» CHALLENGE
Could you express the records from the line with "segment white cloud" up to and including the line with "[[[231,0],[232,33],[238,37],[280,31],[318,4],[319,0]]]" as a numbered list, leaving out any blank lines?

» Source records
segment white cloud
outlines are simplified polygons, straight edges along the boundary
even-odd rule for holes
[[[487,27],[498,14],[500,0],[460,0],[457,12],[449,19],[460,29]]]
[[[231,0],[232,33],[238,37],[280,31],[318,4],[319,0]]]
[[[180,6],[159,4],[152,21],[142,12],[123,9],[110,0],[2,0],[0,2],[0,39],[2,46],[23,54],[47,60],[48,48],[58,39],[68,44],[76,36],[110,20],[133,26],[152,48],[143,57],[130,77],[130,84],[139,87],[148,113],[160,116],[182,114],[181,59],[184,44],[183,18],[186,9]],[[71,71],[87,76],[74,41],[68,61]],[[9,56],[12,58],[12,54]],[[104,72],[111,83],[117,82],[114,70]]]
...
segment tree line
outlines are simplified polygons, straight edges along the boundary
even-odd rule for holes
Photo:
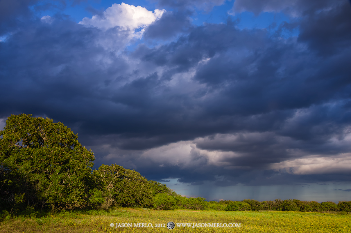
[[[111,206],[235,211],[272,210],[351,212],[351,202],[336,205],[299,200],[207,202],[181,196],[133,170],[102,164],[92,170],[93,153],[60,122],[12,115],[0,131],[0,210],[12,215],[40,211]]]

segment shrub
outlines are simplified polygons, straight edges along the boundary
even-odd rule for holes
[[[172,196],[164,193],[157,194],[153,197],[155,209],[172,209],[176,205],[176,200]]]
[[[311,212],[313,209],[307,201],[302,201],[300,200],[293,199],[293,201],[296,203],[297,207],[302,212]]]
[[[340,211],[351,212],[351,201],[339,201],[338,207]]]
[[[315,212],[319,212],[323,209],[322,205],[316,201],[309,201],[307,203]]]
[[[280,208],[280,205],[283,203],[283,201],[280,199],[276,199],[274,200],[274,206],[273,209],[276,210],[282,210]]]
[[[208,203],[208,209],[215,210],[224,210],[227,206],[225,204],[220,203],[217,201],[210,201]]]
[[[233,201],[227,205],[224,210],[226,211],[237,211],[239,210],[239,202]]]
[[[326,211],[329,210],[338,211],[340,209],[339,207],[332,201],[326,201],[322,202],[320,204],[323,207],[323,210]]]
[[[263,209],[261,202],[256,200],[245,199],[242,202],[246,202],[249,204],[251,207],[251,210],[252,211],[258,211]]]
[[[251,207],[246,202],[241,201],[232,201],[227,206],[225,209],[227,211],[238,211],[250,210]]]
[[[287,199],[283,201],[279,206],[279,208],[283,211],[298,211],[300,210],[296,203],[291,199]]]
* * *
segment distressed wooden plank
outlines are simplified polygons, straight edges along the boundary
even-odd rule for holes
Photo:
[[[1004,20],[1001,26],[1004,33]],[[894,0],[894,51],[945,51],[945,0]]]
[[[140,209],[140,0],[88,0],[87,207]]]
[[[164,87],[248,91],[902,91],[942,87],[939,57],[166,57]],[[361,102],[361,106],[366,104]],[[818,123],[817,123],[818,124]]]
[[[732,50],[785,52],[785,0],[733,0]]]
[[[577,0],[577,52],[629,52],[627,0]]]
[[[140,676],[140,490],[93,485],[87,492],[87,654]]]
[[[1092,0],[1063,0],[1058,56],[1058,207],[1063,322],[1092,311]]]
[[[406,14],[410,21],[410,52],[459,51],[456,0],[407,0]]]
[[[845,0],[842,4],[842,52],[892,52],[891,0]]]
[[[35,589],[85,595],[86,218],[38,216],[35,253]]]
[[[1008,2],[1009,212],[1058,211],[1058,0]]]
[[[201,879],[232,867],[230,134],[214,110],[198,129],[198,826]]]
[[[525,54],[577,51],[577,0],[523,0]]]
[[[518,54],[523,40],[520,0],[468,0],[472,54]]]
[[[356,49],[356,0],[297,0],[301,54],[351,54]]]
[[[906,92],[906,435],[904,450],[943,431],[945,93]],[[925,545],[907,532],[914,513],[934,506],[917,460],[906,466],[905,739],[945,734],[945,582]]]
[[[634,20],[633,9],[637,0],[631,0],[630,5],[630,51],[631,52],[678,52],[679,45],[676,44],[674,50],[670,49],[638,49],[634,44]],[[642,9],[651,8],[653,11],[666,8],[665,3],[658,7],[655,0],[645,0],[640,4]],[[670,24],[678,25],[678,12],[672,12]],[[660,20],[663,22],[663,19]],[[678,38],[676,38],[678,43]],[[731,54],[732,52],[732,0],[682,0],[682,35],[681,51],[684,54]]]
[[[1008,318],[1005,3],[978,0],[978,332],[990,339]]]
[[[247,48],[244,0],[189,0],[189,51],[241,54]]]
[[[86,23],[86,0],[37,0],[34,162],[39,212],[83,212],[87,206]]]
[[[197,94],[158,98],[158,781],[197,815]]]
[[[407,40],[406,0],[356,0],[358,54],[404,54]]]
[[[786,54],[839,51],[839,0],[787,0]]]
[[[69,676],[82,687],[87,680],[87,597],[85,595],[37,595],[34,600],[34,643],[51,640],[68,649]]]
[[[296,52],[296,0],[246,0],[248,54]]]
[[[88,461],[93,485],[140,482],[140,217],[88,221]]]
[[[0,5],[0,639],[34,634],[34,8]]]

» TASK OUTPUT
1. segment white cloud
2. outlines are simplified polygons, straight edges along the boundary
3. even-odd rule for holes
4. [[[487,27],[498,14],[500,0],[460,0],[457,12],[449,19],[460,29]]]
5. [[[231,0],[232,33],[238,37],[280,31],[318,4],[319,0]]]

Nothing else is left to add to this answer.